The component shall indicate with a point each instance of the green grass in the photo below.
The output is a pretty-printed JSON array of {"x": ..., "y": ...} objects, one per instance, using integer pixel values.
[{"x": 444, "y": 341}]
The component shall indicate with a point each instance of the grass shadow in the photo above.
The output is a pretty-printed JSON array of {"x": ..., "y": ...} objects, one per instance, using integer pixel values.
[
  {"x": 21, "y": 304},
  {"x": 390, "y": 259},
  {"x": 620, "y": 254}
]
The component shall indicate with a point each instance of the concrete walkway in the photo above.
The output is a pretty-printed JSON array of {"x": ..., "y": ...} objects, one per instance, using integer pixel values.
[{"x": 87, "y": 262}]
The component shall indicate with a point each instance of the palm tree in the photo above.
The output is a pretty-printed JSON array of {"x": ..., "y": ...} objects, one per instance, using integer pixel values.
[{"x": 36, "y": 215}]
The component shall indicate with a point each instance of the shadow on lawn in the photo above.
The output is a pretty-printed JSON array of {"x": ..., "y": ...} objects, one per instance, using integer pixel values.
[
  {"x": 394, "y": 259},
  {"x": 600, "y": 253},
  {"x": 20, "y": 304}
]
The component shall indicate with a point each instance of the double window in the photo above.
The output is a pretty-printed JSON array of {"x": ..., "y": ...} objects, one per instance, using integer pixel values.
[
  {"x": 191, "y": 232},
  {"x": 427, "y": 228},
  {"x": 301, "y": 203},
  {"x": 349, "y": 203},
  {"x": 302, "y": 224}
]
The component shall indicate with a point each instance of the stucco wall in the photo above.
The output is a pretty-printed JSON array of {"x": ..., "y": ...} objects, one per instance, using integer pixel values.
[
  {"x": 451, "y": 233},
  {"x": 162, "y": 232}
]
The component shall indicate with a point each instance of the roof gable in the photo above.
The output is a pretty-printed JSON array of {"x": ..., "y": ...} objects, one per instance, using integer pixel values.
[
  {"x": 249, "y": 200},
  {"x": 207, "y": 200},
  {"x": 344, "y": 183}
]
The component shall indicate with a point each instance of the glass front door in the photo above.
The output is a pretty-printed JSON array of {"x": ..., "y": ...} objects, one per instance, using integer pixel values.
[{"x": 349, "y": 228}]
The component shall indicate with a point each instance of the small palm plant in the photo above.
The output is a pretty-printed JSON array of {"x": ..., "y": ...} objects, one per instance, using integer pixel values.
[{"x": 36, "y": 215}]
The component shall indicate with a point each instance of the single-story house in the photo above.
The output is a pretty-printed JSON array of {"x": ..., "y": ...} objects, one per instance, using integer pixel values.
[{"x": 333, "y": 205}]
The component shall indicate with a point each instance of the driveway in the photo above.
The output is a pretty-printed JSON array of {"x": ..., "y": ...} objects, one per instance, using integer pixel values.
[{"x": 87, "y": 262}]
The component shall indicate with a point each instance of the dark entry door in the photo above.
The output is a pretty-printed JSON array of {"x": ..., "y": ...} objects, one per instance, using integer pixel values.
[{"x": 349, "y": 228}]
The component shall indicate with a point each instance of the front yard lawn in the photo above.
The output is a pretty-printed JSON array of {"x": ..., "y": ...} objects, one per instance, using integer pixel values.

# [REQUIREMENTS]
Write all of the records out again exactly.

# [COMPLETED TASK]
The component shall indicate with a point each instance of the green grass in the photo below.
The output is a pretty-printed JSON array of {"x": ..., "y": ...} objects, one per instance, using integer pixel values.
[{"x": 444, "y": 341}]
The component shall indicate with a point each instance of the grass shadow in the photo above.
The output is a pretty-printed JSON array of {"x": ..., "y": ...} objects, one per instance, using integer pixel values.
[
  {"x": 21, "y": 304},
  {"x": 390, "y": 259},
  {"x": 620, "y": 254}
]
The component shall indicate with a point each instance of the concrete walkway in the photo above.
The output is a pretty-printed JSON array of {"x": ..., "y": ...} objects, one per instance, using integer pixel values.
[{"x": 87, "y": 262}]
The component shall indicate with a point each instance of the palm tree in the photo above.
The output is a pretty-printed JSON array of {"x": ..., "y": ...} objects, one per instance, using integer pixel values.
[{"x": 36, "y": 215}]
The component shall indicate with a point each instance of the shadow on lawn in the photo above.
The output is a pretty-printed JSON array of {"x": ..., "y": ...} objects, one per instance, using integer pixel values.
[
  {"x": 394, "y": 259},
  {"x": 600, "y": 253},
  {"x": 20, "y": 304}
]
The component shall indicate with a point each instance of the double window in the photo above.
The output is a pretty-printed JSON array of {"x": ..., "y": ...} objects, one per instance, using integer pixel values.
[
  {"x": 191, "y": 232},
  {"x": 427, "y": 228},
  {"x": 301, "y": 203},
  {"x": 349, "y": 203},
  {"x": 302, "y": 224}
]
The component shall indicate with a point each instance of the stucco wall in the photo above.
The output is a pretty-printed JSON array of {"x": ..., "y": ...} objects, one per instance, using integer pixel values.
[
  {"x": 451, "y": 233},
  {"x": 162, "y": 232}
]
The component shall indicate with a point each instance of the roof gable in the photo above.
The output is a pretty-printed JSON array of {"x": ..., "y": ...} objects, one per instance, using integer pixel values.
[
  {"x": 249, "y": 200},
  {"x": 207, "y": 200},
  {"x": 344, "y": 183}
]
The component shall indicate with a point each instance of the glass front door in the photo above.
The output is a pretty-printed JSON array of {"x": ..., "y": ...} objects, one per instance, using integer pixel values.
[{"x": 349, "y": 228}]
The component shall indicate with a point each instance of the small palm plant in the photo above.
The output is a pretty-printed JSON array of {"x": ..., "y": ...} objects, one per instance, using integer pixel values.
[{"x": 36, "y": 215}]
The component shall indicate with a point each instance of the single-story house in the photo above.
The output is a pretty-printed JSON array of {"x": ..., "y": ...} objects, one per instance, using integer pixel values.
[{"x": 333, "y": 205}]
The component shall indicate with a point each instance of the driveway in the photo above.
The output is a pretty-printed JSON array of {"x": ..., "y": ...} objects, one per instance, using integer pixel values.
[{"x": 87, "y": 262}]
The component shall indicate with a point each instance of the dark entry door in the photo above.
The output is a pretty-printed JSON array of {"x": ..., "y": ...} objects, one per instance, using integer pixel values.
[{"x": 349, "y": 228}]
The component shall indicate with a point each instance of the front yard lawn in the photo above.
The output is a pretty-printed JSON array of {"x": ..., "y": ...} objects, one per instance, using integer pixel values.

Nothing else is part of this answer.